Extracted records:
· · ·

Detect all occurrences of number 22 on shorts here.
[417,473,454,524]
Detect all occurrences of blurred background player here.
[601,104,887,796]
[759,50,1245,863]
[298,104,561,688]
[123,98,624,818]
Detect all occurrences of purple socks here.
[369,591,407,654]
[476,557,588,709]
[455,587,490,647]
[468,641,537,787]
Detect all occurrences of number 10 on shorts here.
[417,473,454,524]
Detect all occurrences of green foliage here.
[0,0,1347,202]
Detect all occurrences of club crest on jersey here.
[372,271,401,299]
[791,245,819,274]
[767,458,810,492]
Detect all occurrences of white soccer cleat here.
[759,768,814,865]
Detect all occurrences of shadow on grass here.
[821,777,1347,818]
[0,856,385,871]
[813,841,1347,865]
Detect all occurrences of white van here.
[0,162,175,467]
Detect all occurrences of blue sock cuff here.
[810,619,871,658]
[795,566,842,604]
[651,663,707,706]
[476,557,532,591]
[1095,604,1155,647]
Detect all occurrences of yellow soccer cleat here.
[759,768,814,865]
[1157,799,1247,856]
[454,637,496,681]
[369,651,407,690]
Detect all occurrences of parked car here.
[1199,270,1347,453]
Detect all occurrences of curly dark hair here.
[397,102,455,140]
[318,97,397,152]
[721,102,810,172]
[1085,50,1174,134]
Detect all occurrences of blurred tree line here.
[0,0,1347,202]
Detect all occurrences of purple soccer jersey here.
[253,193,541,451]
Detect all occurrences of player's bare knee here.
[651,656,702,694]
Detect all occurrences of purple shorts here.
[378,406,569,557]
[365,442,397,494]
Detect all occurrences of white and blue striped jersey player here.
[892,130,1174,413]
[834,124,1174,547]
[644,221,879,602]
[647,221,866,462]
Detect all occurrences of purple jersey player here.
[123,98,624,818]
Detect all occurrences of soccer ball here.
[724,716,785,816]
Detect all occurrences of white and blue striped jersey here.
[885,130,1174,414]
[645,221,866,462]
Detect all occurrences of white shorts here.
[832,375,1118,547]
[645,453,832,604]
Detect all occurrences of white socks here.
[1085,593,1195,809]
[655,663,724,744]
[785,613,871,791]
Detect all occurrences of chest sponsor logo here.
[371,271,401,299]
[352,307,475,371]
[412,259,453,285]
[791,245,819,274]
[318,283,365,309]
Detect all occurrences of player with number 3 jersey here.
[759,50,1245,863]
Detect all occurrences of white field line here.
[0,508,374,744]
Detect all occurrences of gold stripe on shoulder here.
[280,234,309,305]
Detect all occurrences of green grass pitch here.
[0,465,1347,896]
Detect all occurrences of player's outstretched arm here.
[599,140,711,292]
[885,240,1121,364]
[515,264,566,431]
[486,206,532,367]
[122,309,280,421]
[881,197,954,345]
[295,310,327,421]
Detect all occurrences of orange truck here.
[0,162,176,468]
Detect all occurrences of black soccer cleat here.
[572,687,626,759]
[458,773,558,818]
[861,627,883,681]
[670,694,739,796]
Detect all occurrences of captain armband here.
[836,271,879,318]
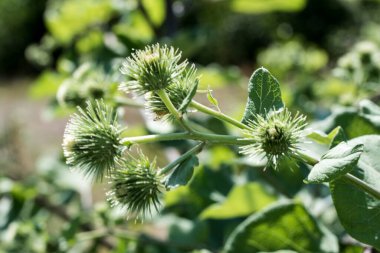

· · ·

Goal: Write out every line of the records above verbatim, omitting the picture.

Task solution:
Detect all occurrences of number 22 on shorts here.
[417,473,454,524]
Detect all occurrences of blurred background player here.
[601,104,887,796]
[759,50,1245,863]
[298,104,561,688]
[123,98,624,818]
Detect all occurrences of purple socks here.
[369,591,407,654]
[476,557,588,709]
[455,587,490,647]
[468,641,537,787]
Detect all occurrences of number 10 on shorts here.
[417,473,454,524]
Detect all occurrences of green foliage here.
[0,0,1347,202]
Detect all occurrences of club crest on jersey here.
[372,271,401,299]
[791,245,819,274]
[767,458,810,492]
Detect all occurrences of white soccer cleat here.
[759,768,814,865]
Detect all occurrences of shadow on grass here.
[821,777,1347,818]
[0,856,385,871]
[813,841,1347,865]
Detect all occurrences of white van here.
[0,162,175,467]
Detect all occurrences of blue sock cuff here.
[810,619,871,658]
[795,566,842,604]
[651,663,707,706]
[476,557,532,591]
[1095,604,1155,647]
Detect all occurrences of yellow soccer cleat here.
[759,768,814,865]
[1157,799,1247,856]
[454,637,496,681]
[369,651,407,690]
Detect all occurrences of parked car here.
[1199,270,1347,453]
Detect all occurrences of curly dark hair here.
[397,102,455,140]
[318,97,397,152]
[721,102,810,172]
[1085,50,1174,134]
Detect all occurrences of blurred tree line here.
[0,0,1347,202]
Detect all occurrences of purple soccer jersey here.
[253,193,541,451]
Detect all occurrences of player's bare knee here.
[651,656,702,694]
Detect all occurrences of purple shorts here.
[378,406,569,557]
[365,442,397,494]
Detect all occurrences of white and blue striped jersey player here.
[892,130,1174,413]
[834,124,1174,547]
[644,221,879,602]
[647,221,866,462]
Detect all occurrences of purple jersey player here.
[123,98,624,818]
Detect all occurrences of soccer ball here.
[724,716,785,816]
Detect all occurrences of white and blue striped jersey here.
[885,130,1174,414]
[645,221,866,462]
Detect all occurrences of white shorts here.
[832,375,1118,547]
[645,453,832,604]
Detect all occurrences of white socks here.
[1085,593,1195,809]
[655,663,724,744]
[785,613,871,791]
Detect all occurrences of chest sponsor logo here.
[371,271,401,299]
[352,307,475,371]
[412,259,453,285]
[791,245,819,274]
[318,283,365,309]
Detect all occurrences of player with number 3 jersey here.
[759,50,1245,863]
Detect all occurrences of white field line here.
[0,508,374,744]
Detect all occurrences of gold stripe on shoulder here.
[280,234,309,305]
Detect all occurrences of green grass pitch here.
[0,465,1347,896]
Detect all occurrences of player's outstretched arm here.
[599,140,711,292]
[885,240,1121,364]
[515,264,566,431]
[486,206,532,367]
[122,309,280,421]
[881,197,954,345]
[295,310,327,421]
Detect all occurrences of orange truck here.
[0,162,176,468]
Detect all occurrences of black soccer cleat here.
[572,687,626,759]
[458,773,558,818]
[861,627,883,681]
[670,694,739,796]
Detect all occurrences of captain armband here.
[836,271,879,318]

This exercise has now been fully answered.